--- Begin Supplied material ---

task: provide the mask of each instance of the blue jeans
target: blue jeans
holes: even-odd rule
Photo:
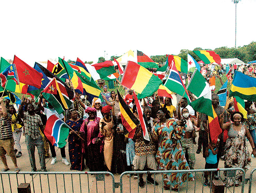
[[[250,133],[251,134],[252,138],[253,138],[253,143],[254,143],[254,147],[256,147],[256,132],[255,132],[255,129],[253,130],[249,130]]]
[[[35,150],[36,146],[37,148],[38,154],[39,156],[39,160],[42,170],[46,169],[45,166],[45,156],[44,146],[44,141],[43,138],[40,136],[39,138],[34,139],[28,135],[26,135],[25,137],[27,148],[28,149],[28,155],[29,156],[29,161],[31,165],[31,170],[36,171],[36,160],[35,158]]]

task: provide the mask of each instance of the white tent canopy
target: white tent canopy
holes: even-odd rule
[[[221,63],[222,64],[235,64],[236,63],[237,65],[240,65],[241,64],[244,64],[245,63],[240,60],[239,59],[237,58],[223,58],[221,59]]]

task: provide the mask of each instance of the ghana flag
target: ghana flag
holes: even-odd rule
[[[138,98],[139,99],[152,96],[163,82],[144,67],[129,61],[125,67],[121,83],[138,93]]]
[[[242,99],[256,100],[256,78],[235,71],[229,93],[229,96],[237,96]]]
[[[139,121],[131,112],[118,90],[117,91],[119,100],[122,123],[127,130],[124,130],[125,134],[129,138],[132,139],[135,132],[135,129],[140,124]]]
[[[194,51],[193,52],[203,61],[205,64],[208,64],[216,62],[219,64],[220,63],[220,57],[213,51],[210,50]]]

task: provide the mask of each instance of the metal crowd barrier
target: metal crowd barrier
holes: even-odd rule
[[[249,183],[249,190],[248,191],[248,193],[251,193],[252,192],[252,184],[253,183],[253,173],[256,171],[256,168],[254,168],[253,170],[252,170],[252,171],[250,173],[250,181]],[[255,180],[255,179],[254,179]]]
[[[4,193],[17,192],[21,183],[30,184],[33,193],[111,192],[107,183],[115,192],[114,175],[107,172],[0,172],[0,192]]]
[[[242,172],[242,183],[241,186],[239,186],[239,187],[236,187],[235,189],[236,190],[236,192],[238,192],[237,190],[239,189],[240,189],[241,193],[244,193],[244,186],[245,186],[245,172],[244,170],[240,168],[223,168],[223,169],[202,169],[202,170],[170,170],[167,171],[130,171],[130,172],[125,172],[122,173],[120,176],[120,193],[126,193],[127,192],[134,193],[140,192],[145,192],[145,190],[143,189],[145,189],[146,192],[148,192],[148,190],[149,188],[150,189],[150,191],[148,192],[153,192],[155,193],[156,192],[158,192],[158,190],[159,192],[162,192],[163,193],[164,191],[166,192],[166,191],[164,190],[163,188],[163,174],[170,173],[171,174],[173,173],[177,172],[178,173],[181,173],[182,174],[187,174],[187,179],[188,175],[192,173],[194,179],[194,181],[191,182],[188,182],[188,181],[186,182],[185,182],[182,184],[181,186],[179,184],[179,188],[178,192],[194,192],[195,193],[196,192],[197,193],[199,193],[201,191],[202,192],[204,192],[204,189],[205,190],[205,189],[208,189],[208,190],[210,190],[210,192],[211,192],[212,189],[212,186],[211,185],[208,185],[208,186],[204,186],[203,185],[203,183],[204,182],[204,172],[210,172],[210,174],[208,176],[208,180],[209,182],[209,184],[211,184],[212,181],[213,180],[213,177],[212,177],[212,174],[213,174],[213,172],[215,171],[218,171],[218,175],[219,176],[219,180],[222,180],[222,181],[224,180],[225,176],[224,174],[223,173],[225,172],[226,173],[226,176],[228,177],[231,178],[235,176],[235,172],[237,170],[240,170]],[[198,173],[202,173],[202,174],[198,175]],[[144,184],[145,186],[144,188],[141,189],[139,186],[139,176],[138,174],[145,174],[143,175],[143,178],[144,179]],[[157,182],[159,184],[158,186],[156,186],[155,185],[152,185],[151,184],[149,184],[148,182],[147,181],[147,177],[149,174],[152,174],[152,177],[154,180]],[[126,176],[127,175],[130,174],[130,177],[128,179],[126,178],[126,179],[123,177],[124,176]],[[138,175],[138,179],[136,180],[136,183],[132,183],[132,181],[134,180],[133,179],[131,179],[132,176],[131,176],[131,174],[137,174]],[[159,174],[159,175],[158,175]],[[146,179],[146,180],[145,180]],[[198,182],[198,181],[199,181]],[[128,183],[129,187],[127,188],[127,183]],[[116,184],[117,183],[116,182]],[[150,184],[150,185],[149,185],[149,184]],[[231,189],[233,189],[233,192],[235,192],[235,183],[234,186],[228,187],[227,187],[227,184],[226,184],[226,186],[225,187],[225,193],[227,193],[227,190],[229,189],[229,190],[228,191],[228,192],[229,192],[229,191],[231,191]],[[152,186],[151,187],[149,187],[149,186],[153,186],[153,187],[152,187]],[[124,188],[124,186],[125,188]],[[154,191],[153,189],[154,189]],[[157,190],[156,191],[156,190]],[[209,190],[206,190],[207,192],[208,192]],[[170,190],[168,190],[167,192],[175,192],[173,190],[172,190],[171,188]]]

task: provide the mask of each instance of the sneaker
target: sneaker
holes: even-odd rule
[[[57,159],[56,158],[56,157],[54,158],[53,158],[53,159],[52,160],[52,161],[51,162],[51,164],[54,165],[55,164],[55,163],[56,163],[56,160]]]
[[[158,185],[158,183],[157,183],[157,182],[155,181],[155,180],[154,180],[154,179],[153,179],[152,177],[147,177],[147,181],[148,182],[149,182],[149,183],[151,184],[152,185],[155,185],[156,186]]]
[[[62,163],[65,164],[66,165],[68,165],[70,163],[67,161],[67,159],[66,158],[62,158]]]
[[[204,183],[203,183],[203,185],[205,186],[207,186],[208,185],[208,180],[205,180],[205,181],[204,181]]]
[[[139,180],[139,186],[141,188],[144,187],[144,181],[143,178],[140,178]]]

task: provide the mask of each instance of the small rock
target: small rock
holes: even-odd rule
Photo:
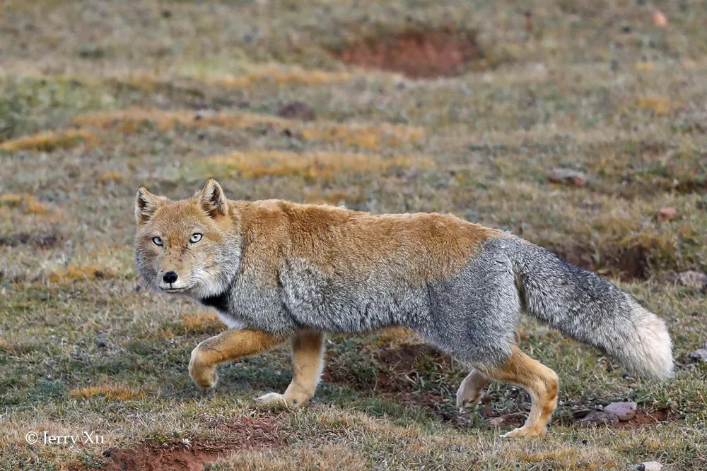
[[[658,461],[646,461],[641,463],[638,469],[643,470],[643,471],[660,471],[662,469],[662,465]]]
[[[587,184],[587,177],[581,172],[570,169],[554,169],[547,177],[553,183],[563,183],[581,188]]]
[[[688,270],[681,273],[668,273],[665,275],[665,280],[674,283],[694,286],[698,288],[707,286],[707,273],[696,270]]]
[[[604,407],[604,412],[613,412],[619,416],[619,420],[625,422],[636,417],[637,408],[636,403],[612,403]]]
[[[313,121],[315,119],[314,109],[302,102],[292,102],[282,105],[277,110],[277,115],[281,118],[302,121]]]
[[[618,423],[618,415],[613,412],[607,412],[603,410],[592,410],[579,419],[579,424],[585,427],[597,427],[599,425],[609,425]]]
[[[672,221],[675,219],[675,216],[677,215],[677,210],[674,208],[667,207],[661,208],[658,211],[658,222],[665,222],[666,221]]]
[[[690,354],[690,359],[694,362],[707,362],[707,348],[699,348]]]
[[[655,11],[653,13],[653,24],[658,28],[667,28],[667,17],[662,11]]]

--- End Supplied material ---
--- Begin Supplied material ---

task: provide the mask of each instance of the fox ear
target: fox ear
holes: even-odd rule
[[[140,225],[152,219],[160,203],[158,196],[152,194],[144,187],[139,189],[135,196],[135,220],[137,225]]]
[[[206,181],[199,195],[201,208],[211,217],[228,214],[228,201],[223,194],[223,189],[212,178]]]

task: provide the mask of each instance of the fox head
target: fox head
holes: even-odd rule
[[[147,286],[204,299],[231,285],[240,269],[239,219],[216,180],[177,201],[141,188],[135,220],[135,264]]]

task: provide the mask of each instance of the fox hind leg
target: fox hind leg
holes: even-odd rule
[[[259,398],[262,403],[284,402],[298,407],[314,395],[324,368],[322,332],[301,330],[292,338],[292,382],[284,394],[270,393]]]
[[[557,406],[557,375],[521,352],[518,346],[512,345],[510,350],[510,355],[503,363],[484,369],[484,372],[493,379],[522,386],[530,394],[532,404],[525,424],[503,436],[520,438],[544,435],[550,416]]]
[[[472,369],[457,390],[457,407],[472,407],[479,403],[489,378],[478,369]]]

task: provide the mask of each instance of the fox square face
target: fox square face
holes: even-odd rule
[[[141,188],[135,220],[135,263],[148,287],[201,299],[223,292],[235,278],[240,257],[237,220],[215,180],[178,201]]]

--- End Supplied material ---
--- Begin Supplied material ---

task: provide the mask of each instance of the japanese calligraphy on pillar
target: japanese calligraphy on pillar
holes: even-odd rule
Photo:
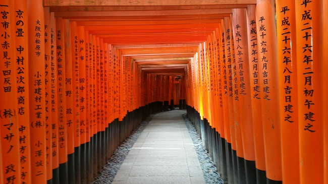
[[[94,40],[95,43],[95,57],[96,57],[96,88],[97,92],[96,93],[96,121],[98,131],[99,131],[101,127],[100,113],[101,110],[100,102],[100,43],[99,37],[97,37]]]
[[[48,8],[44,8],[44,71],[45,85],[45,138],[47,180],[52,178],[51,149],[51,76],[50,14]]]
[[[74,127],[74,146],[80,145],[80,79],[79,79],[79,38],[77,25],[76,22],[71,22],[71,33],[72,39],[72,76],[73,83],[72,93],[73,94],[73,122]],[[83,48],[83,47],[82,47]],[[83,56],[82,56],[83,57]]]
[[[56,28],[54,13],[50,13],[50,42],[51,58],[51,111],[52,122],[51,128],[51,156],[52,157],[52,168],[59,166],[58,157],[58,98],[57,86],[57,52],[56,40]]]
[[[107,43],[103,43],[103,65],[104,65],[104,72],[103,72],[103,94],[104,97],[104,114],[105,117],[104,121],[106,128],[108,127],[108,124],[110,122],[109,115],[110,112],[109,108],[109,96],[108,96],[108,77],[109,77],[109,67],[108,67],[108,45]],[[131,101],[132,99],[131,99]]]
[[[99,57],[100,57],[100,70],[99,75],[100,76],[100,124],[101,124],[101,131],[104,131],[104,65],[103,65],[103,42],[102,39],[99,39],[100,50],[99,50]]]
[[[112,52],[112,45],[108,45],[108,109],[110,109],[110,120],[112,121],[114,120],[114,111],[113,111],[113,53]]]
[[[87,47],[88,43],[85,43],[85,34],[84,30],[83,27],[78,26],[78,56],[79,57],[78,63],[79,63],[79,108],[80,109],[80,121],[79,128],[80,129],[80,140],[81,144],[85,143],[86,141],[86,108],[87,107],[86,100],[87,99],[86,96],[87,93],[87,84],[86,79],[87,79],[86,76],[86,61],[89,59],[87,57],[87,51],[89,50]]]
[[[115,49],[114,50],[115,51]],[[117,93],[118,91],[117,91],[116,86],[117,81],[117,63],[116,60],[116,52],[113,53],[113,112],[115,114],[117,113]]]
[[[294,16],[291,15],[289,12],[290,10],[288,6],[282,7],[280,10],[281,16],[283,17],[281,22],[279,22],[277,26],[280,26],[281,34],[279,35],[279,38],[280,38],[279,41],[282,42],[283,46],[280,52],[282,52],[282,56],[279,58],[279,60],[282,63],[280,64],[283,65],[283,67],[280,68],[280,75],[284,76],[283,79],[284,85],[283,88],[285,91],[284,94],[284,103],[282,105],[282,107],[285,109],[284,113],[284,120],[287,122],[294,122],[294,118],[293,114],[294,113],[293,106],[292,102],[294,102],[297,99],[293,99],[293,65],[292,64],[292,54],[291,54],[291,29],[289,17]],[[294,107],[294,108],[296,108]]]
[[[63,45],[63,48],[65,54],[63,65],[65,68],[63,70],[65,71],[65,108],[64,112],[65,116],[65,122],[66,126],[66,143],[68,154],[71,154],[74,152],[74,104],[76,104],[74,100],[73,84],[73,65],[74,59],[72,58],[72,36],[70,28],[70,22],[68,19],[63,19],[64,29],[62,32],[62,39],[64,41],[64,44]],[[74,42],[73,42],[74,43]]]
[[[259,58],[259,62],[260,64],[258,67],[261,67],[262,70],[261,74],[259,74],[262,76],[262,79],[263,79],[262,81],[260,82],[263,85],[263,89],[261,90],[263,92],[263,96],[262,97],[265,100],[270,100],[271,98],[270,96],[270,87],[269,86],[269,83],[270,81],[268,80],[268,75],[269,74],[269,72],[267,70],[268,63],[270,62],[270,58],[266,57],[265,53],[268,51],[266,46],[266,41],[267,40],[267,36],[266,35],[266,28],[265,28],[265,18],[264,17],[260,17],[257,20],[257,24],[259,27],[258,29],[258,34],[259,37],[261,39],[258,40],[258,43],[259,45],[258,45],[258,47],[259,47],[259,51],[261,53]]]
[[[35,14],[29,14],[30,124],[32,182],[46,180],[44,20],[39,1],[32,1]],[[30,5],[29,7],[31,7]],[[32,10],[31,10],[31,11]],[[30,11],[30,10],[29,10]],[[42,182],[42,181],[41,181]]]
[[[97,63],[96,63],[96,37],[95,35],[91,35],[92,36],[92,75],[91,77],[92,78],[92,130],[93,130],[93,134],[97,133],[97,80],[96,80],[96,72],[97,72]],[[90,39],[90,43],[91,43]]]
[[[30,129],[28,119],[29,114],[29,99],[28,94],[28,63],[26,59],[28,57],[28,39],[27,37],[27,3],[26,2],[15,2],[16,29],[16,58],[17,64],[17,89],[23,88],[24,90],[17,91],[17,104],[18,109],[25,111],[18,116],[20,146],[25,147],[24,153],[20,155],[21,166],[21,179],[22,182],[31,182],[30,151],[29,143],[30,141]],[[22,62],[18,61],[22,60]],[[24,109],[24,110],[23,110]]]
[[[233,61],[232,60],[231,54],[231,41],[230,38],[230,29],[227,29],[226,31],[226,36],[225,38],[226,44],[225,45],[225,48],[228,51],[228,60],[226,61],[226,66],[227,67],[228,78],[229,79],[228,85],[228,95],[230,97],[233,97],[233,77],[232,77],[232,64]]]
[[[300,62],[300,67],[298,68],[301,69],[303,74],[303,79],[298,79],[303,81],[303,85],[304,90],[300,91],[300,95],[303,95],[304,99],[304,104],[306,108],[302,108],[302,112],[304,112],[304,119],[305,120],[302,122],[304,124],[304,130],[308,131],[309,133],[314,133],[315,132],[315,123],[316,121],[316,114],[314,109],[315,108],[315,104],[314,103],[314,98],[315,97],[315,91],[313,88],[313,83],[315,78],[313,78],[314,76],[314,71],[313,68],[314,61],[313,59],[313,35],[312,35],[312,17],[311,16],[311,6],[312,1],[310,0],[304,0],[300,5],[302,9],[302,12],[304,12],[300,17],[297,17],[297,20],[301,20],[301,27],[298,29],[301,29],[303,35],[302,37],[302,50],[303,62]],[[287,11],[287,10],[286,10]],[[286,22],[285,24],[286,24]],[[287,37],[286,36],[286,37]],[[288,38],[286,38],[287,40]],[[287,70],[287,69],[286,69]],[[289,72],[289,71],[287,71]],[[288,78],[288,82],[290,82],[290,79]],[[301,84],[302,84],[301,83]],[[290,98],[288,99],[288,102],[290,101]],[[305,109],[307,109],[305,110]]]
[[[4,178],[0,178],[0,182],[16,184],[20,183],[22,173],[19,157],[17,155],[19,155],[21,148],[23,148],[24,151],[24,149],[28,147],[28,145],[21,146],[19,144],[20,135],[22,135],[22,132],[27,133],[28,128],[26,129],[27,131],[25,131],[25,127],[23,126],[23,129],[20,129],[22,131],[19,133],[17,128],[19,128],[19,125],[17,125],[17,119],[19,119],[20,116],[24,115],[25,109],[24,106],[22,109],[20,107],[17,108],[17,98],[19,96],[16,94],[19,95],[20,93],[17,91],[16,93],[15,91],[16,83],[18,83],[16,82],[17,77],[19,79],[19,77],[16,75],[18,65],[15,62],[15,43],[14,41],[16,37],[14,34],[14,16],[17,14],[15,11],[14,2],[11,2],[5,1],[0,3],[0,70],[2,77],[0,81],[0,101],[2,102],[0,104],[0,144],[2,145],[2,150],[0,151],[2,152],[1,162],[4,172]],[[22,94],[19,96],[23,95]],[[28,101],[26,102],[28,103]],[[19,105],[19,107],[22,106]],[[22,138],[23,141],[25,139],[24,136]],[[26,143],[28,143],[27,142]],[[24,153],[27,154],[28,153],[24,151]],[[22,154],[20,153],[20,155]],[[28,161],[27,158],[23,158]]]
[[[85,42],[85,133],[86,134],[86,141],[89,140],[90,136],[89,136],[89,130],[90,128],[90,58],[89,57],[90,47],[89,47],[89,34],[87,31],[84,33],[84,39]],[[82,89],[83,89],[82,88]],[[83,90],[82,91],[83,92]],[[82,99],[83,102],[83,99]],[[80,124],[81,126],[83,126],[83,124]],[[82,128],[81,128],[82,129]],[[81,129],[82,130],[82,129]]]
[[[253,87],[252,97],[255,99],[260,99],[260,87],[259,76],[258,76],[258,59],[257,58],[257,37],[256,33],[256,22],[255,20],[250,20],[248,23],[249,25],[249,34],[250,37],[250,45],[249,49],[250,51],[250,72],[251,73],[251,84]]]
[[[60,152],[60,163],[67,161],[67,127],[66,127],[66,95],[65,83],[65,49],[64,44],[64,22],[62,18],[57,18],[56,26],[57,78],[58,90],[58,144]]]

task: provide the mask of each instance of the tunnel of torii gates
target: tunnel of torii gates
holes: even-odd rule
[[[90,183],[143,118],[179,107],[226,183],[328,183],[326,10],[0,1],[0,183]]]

--- End Supplied material ---

Task statement =
Gather every line of the listing that contains the word "ghana", matching case exactly.

Correct answer =
task: provide the mask of each instance of the ghana flag
target: ghana flag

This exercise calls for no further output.